# Supplied text:
◆ ◆ ◆
The Gate Control Theory of Pain
The gate control theory of pain was first proposed in 1965 by Ronald Melzack and Patrick Wall. Building on the specificity theory and pattern theory of pain, the gate control theory is a nerve-based theory that reconciles the specificity and pattern theories. This theory also connects the physiological reaction and psychological experience of pain.
This theory includes both the central nervous system and peripheral nervous system. The central nervous system consists of the spinal cord and brain while the peripheral nervous system consists of the nerves outside of the spinal cord and brain. Each nervous system processes pain signals in different ways. The gate control theory explores the idea that pain levels are determined by how these two nervous systems interact while sending pain signals to the brain.
The theory suggests that a metaphorical “gate” either blocks or allows pain to travel through the spinal cord to the brain. Normally, nerves damaged from an injury send pain messages through the peripheral nerves to the spinal cord and then to the brain. The gate control theory of pain asserts that pain messages move through the nerve “gates” in the spinal cord. These nerve gates open or close depending on commands from the brain. Pain severity is dependent upon whether the nerve gates are open when signals are traveling to the brain (allowing pain signals to travel through the “gates”) or if the “gates” are closed (blocking pain signals from traveling through the “gates”).
◆ ◆ ◆
# Listed records:
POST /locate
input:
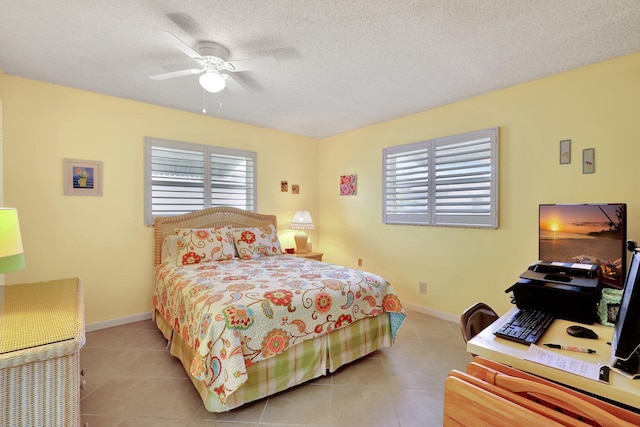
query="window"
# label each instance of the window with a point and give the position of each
(182, 177)
(451, 181)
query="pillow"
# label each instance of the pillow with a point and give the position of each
(169, 249)
(196, 245)
(257, 242)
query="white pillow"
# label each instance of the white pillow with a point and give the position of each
(170, 249)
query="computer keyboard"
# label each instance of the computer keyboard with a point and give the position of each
(526, 326)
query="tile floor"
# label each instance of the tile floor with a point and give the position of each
(133, 381)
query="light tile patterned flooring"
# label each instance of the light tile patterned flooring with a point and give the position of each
(133, 381)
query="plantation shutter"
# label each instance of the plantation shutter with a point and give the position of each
(449, 181)
(406, 184)
(182, 178)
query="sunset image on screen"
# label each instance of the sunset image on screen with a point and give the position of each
(589, 233)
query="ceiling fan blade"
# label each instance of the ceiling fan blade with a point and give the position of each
(234, 85)
(180, 45)
(268, 63)
(174, 74)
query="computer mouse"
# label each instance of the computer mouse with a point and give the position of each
◆ ◆ ◆
# List of tasks:
• a. Answer these from the passage on the gate control theory of pain:
(i) In what year was the theory first proposed, and by whom?
(ii) What makes up the central nervous system?
(iii) What do the nerve gates in the spinal cord depend on to open or close?
• b. Quote everything in the passage on the gate control theory of pain from "This theory includes" down to "signals to the brain.".
The material is separate from the passage on the gate control theory of pain.

# Answers given:
• a.
(i) 1965, by Ronald Melzack and Patrick Wall.
(ii) The spinal cord and brain.
(iii) Commands from the brain.

• b.
This theory includes both the central nervous system and peripheral nervous system. The central nervous system consists of the spinal cord and brain while the peripheral nervous system consists of the nerves outside of the spinal cord and brain. Each nervous system processes pain signals in different ways. The gate control theory explores the idea that pain levels are determined by how these two nervous systems interact while sending pain signals to the brain.